[Task to complete] List every line of the material below that contains the word "Outline", copying each such line in full.

[Entries]

..............................

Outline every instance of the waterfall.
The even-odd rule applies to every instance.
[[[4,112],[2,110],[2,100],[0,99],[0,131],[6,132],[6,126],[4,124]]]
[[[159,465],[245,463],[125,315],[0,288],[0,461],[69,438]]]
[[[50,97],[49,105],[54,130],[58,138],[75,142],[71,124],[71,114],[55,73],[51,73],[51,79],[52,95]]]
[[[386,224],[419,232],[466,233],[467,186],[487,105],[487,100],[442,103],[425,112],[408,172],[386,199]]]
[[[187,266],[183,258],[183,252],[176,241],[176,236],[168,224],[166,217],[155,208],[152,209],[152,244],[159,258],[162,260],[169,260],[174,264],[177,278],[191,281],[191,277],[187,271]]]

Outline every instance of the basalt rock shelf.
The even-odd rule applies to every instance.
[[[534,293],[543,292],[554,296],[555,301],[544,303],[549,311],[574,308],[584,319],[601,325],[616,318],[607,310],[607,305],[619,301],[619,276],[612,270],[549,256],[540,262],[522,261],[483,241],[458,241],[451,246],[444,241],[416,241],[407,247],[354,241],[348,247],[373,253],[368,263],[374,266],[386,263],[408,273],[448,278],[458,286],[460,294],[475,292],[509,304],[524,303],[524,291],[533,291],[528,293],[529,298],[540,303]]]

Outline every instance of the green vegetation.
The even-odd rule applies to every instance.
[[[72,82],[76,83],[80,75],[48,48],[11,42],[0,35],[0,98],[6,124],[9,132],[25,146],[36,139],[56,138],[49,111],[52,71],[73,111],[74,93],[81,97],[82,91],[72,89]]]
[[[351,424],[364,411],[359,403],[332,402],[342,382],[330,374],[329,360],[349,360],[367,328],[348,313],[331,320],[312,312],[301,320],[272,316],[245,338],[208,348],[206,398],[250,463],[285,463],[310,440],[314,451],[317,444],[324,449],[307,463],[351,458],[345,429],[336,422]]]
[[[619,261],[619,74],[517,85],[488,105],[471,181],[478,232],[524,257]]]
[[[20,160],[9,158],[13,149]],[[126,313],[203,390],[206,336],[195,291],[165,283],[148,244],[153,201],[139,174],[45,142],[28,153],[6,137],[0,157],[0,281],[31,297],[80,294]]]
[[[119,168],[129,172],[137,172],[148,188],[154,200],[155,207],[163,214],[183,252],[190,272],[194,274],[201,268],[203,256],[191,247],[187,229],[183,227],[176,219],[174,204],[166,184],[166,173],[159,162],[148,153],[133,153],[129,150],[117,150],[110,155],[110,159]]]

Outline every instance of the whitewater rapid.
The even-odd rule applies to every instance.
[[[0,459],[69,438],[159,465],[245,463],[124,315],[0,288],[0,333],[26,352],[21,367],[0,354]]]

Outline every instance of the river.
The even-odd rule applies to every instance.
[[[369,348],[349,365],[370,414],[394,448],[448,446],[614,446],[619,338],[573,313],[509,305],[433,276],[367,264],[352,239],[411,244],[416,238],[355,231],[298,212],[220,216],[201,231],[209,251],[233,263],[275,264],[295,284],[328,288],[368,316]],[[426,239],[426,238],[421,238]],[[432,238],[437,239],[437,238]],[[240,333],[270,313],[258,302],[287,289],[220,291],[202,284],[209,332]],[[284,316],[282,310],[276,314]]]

..............................

[Answer to this task]
Outline every instance of the waterfall.
Outline every instance of the basalt rock shelf.
Outline every instance of the green vegetation.
Outline every instance of the whitewater rapid.
Outline every instance of the river.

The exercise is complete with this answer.